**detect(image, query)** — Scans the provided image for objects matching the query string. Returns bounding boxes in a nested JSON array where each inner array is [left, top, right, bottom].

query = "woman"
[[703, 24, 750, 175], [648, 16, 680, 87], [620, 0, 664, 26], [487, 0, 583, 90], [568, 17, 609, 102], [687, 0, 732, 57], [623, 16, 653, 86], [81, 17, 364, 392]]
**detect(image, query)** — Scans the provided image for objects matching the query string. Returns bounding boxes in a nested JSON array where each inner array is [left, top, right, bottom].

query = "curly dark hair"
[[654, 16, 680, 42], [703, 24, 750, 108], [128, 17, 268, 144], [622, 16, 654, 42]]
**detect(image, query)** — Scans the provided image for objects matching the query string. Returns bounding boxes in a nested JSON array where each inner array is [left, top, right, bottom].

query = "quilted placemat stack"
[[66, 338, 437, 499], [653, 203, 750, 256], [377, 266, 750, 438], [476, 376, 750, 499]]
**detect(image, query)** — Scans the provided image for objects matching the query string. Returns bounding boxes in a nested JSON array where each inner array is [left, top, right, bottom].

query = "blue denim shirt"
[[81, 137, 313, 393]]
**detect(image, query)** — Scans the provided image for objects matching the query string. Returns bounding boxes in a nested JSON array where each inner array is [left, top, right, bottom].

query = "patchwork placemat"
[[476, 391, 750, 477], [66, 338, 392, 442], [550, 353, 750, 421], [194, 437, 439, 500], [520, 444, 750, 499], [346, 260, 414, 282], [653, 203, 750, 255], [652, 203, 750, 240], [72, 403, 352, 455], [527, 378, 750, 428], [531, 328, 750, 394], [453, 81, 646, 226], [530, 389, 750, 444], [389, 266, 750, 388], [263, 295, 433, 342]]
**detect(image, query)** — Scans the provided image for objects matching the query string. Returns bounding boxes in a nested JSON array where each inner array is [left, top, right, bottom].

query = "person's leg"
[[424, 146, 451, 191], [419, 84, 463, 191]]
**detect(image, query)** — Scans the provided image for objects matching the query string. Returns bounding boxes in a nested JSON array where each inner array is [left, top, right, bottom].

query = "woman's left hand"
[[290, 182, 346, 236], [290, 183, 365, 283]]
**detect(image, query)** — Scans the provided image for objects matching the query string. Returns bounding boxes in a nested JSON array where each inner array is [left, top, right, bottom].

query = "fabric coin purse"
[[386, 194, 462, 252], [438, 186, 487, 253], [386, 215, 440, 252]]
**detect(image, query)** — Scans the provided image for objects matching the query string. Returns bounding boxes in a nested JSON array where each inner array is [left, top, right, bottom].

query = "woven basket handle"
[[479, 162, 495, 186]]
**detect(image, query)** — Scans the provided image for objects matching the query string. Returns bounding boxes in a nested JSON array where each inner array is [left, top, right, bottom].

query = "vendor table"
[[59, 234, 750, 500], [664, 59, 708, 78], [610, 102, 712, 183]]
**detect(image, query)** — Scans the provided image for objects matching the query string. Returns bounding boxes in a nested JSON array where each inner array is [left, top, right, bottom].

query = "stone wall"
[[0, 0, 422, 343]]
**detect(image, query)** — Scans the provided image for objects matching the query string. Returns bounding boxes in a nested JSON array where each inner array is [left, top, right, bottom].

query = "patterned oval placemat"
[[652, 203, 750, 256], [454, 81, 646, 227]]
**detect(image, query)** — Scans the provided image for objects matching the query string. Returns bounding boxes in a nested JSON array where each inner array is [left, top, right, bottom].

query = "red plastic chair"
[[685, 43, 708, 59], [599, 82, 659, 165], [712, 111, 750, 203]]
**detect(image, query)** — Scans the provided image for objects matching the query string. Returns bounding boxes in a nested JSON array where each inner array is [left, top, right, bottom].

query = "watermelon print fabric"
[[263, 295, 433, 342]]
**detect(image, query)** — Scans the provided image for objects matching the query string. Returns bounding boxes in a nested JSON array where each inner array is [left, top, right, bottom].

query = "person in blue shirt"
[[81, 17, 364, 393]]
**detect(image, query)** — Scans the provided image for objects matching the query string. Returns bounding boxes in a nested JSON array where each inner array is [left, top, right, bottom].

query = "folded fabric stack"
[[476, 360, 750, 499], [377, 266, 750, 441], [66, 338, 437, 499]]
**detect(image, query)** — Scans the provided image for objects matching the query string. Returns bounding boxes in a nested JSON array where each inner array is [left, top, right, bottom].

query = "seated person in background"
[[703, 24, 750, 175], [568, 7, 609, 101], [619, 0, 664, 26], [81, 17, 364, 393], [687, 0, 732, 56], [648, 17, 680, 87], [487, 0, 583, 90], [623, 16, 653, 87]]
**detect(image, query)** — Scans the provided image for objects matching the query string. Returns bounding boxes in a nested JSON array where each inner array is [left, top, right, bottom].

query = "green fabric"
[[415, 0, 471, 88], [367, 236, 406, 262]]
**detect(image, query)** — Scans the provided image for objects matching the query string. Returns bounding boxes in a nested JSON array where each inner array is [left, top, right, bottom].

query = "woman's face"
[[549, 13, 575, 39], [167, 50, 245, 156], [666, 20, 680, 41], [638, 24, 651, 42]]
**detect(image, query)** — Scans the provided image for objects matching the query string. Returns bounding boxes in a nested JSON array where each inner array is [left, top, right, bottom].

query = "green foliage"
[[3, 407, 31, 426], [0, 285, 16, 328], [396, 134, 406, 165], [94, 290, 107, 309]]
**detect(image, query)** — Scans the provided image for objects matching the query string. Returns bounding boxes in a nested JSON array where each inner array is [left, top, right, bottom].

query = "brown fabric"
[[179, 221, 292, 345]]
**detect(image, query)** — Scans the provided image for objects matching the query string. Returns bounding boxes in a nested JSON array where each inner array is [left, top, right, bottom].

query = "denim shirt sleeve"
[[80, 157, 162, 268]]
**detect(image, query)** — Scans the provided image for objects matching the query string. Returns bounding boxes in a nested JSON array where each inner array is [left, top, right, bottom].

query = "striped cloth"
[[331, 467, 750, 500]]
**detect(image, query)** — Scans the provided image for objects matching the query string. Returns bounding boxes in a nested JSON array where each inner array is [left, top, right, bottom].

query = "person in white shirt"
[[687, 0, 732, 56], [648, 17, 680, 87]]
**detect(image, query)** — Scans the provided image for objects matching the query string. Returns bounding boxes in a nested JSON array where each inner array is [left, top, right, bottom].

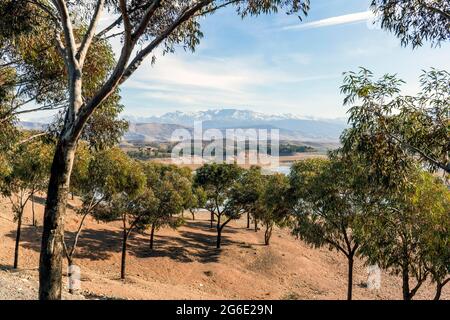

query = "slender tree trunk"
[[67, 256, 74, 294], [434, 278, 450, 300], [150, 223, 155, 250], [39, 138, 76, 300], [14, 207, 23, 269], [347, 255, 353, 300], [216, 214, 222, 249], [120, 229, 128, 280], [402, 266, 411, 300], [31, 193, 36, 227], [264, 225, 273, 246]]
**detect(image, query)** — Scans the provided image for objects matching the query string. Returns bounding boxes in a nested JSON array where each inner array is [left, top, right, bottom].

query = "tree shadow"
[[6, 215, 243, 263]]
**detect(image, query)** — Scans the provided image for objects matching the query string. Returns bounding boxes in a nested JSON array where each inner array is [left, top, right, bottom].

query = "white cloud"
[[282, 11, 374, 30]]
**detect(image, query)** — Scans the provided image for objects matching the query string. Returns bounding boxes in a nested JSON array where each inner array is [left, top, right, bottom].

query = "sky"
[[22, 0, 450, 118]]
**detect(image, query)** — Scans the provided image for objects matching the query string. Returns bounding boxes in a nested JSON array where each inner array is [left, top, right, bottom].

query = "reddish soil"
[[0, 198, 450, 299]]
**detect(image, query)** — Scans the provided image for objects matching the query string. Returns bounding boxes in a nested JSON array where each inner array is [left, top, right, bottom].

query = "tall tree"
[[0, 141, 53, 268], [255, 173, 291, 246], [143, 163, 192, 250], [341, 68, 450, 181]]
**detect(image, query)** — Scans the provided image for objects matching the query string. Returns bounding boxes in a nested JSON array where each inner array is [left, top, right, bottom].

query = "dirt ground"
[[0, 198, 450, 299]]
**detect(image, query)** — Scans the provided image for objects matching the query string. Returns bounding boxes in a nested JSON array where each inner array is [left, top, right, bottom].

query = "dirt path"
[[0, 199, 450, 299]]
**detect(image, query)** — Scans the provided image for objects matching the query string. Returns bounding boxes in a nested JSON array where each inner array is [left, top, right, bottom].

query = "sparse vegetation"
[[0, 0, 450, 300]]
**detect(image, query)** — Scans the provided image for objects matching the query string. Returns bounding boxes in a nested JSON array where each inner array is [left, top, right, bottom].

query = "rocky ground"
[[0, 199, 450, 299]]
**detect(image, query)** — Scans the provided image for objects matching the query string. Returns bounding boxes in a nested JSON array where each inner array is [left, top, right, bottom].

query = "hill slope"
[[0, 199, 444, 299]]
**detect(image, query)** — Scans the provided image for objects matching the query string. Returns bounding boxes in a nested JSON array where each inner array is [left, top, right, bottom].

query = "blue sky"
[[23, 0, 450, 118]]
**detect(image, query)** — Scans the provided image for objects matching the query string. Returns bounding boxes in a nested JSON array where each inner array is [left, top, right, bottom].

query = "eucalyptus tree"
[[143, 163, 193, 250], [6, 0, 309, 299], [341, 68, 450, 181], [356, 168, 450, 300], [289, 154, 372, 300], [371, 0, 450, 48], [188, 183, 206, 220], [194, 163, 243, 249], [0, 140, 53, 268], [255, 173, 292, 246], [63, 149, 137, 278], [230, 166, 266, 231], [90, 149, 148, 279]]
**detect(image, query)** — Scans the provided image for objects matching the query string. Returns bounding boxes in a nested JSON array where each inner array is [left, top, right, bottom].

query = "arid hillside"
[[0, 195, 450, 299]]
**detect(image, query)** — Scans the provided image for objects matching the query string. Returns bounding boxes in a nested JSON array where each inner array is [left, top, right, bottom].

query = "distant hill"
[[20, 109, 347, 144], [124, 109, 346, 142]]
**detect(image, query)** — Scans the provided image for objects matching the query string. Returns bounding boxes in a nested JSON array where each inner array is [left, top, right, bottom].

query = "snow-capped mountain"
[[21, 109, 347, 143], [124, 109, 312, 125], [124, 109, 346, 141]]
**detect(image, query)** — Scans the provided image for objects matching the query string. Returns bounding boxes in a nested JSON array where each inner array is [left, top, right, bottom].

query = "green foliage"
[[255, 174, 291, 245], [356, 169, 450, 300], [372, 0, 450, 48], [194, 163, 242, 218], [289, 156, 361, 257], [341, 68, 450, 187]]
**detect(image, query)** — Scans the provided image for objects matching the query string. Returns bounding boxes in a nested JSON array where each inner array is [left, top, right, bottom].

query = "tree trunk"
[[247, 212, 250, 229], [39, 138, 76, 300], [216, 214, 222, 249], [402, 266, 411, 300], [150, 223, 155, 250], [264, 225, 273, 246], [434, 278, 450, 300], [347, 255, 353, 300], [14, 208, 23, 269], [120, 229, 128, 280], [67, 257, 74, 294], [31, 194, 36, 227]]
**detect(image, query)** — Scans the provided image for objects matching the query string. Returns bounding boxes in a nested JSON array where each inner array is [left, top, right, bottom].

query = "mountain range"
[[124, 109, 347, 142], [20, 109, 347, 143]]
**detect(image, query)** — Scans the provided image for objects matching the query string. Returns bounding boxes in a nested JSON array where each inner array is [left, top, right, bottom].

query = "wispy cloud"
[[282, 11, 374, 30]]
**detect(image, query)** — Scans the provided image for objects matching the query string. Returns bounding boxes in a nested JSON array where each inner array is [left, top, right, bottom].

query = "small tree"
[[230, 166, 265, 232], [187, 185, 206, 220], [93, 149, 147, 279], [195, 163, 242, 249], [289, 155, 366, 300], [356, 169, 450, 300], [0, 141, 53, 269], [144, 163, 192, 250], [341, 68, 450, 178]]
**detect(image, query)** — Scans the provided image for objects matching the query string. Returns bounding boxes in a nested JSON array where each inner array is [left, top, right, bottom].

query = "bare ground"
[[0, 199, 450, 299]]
· · ·
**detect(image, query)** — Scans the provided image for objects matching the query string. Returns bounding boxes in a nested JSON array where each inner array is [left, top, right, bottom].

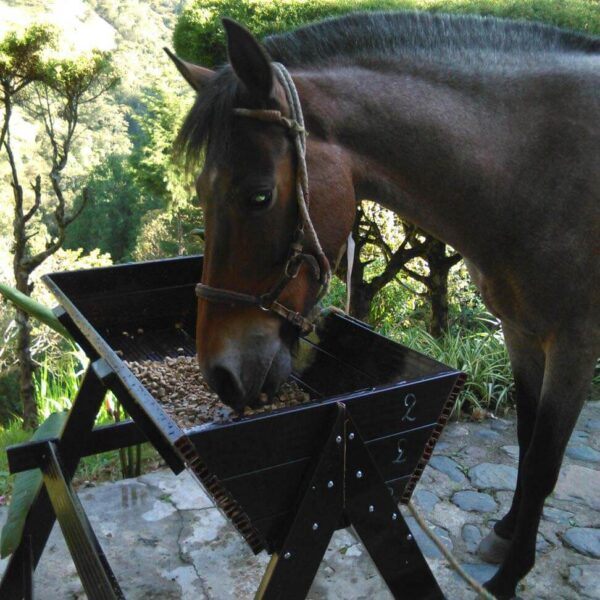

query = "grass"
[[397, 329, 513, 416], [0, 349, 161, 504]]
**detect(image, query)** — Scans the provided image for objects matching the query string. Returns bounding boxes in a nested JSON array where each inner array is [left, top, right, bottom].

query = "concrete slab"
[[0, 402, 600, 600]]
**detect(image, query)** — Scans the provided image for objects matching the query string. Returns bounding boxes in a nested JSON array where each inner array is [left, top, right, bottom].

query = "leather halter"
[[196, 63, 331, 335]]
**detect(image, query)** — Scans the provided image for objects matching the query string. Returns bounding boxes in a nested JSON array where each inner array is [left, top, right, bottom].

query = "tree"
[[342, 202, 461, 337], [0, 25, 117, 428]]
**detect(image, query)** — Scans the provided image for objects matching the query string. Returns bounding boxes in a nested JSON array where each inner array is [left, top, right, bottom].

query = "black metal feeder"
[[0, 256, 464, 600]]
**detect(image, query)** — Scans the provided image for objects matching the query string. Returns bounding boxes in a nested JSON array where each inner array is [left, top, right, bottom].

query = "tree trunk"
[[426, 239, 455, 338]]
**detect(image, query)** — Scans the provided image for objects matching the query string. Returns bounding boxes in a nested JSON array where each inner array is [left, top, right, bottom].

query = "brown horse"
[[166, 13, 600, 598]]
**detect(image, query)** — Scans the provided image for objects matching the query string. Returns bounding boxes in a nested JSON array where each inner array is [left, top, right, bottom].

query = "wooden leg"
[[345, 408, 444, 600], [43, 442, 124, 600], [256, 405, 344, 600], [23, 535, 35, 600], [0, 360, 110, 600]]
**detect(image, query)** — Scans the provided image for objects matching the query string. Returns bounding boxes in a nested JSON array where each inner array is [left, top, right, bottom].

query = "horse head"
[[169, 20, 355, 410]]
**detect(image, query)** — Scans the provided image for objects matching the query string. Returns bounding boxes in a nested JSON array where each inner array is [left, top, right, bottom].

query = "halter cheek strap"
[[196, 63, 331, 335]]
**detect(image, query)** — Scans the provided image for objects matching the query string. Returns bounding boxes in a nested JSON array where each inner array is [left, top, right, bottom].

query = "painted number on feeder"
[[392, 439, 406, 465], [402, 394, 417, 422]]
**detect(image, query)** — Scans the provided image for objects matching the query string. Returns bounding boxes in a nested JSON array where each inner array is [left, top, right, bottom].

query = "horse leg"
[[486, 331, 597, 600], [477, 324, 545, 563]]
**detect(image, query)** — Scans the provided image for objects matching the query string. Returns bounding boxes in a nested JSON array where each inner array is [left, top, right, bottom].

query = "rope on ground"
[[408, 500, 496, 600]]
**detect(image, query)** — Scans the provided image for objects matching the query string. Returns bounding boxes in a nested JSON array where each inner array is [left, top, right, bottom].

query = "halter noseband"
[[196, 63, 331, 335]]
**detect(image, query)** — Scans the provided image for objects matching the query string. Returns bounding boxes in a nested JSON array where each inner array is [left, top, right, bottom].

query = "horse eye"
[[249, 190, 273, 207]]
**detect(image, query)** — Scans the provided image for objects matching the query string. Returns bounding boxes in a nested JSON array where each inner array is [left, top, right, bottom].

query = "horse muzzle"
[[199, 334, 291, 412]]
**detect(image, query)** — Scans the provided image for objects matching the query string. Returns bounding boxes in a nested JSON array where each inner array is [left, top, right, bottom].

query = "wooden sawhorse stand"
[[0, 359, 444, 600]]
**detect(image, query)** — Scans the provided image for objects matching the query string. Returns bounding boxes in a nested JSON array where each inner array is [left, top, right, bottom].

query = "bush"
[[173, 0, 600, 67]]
· · ·
* _PROBLEM TO SOLVE_: Copy every line in the items above that contains the word "mountain". Case counts, so match only that exact capitalization.

* _THE ANSWER_:
query = "snow-capped mountain"
query = "mountain range"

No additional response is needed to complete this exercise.